> _Passage provided_:
____
I want to talk a little bit about the way Einstein derived some of his equations for relativity. Here, I am not going to say that he was wrong-perhaps his methods were a little questionable but he still got quite a few right answers. His theories, of course, have been proved, to some degree, by experimental evidence, but there are still large conflicts between the Theory of Relativity and the Quantum Theory (Quantum ElectroDynamics [QED] notwithstanding).

There will be a few equations here, but, as I have said before, I will explain them along the way and include plenty of nice pictures to help illustrate what they mean. If you are the scientific sort, you can check my work as we go.

Now, there were some 200-300 years between the time when Sir Isaac Newton first developed the calculus^† and the laws of motion and the time when Einstein came along and challenged those laws. During those years, there were many other physicists and mathematicians who took those basic laws and developed some fairly complex means of understanding the behavior of mechanical things, such as a spinning top or the motion of the earth around the sun.

But also during those years, there were other scientists (physicists and mathematicians) doing experiments with electricity and magnetism and developing rules and laws for this sort of thing. They, of course, were able to use quite a few of the mathematical and mechanical laws developed by Newton and other scientists to help them solve problems concerning electric and magnetic fields.

By the end of the 19th century, many facets of physics and science were fairly understood, and many scientists believed that there was really very little left to be discovered. All of physics would be completely finished within the next few years and everything physical in the universe would be known.

Then Einstein came along (and Quantum Mechanics- which I will discuss shortly) and changed the way we look at everything. Now, we have examined some of this in an earlier chapter, but did not go into very much detail, then-here, we must and will.

There is, even to this day, some question as to whether Einstein knew of the Michelson-Morley experiment when he wrote his original papers. He, himself, claims not to have known about it¹, but subsequent writings of his make mention of it and cite it as sufficient reason to question the "status quo" (referring to Newton's laws of motion).

I do not wish to repeat his arguments verbatim (especially since they are already written in another book), but since they are rather difficult to follow, I will render a simplified version of it.

The Special Theory of Relativity is built upon the principle of the constancy of the speed of light in a vacuum-no matter what the frame of reference. This is to say in particular, that if two observers, one moving and one stationary, were to measure the velocity of a beam of light, no matter whether the source of the beam is moving or not, both observers will measure the value c (the speed of light). This was the result of the Michelson-Morley experiment (or, at least, what was inferred from it).

Einstein used the concept of simultaneity ("simultaneous" events) to get his idea across. Before he could attack this problem, he had to define what was meant by the "synchronicity" of clocks-that is-what made two clocks synchronous. It is, in fact, somewhat difficult to deal with this concept, but here is how it goes;

Figure 3.1 A ray of light moving between two clocks defines synchronicity of the clocks.
____
> _Excerpted data_:
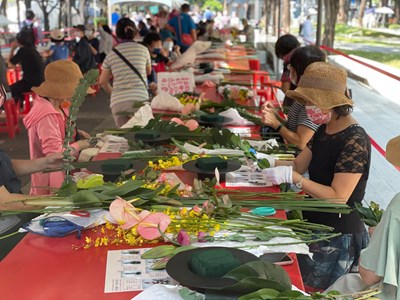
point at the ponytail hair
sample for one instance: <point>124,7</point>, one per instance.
<point>126,29</point>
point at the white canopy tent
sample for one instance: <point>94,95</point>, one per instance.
<point>170,3</point>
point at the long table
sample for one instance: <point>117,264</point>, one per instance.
<point>44,268</point>
<point>48,268</point>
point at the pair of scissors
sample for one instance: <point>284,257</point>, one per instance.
<point>263,211</point>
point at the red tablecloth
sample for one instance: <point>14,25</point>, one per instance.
<point>48,268</point>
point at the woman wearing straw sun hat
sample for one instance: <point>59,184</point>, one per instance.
<point>337,159</point>
<point>46,121</point>
<point>379,262</point>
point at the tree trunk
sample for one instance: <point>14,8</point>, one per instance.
<point>268,14</point>
<point>277,17</point>
<point>82,10</point>
<point>331,11</point>
<point>273,9</point>
<point>343,15</point>
<point>286,16</point>
<point>28,4</point>
<point>396,11</point>
<point>3,7</point>
<point>361,12</point>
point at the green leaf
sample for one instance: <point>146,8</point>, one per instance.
<point>125,189</point>
<point>264,235</point>
<point>85,196</point>
<point>262,294</point>
<point>259,274</point>
<point>236,238</point>
<point>67,189</point>
<point>187,294</point>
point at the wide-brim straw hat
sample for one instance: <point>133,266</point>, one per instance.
<point>323,85</point>
<point>61,79</point>
<point>393,151</point>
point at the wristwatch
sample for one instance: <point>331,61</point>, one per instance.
<point>299,184</point>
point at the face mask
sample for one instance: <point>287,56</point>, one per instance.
<point>168,45</point>
<point>316,115</point>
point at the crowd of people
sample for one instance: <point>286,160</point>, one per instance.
<point>335,152</point>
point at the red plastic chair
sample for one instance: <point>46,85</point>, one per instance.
<point>28,99</point>
<point>11,124</point>
<point>254,64</point>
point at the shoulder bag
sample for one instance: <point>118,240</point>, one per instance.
<point>186,39</point>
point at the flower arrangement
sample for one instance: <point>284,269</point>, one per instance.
<point>188,97</point>
<point>172,162</point>
<point>76,102</point>
<point>236,92</point>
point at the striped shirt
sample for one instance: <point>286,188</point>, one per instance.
<point>127,86</point>
<point>297,115</point>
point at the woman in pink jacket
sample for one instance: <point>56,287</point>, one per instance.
<point>46,121</point>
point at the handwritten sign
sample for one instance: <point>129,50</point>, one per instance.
<point>175,82</point>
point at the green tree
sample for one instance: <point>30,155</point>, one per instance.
<point>214,5</point>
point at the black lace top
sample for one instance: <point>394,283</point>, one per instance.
<point>348,151</point>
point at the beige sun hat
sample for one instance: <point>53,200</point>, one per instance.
<point>57,35</point>
<point>393,151</point>
<point>323,85</point>
<point>61,79</point>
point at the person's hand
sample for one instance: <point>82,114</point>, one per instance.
<point>267,104</point>
<point>371,230</point>
<point>83,144</point>
<point>53,161</point>
<point>164,52</point>
<point>278,175</point>
<point>153,88</point>
<point>84,134</point>
<point>271,159</point>
<point>177,50</point>
<point>268,117</point>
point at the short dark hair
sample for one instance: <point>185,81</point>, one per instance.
____
> _Set tasks_:
[1] List every word or phrase that the passage on Einstein's relativity encloses in quotation marks.
[2] Copy the passage on Einstein's relativity from "There is, even" up to and including "version of it.".

> _Task-by-task outputs_:
[1]
- status quo
- simultaneous
- synchronicity

[2]
There is, even to this day, some question as to whether Einstein knew of the Michelson-Morley experiment when he wrote his original papers. He, himself, claims not to have known about it¹, but subsequent writings of his make mention of it and cite it as sufficient reason to question the "status quo" (referring to Newton's laws of motion).

I do not wish to repeat his arguments verbatim (especially since they are already written in another book), but since they are rather difficult to follow, I will render a simplified version of it.